Stored data entries
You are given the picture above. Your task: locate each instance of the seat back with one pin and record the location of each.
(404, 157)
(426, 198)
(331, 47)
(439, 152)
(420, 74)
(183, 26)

TASK DETAILS >>
Copy out every entry exactly.

YOUR RESPONSE >>
You are given the picture above. Your task: locate each instance of the seat back with one pin and record the location of each.
(404, 157)
(426, 198)
(331, 47)
(439, 152)
(420, 74)
(183, 26)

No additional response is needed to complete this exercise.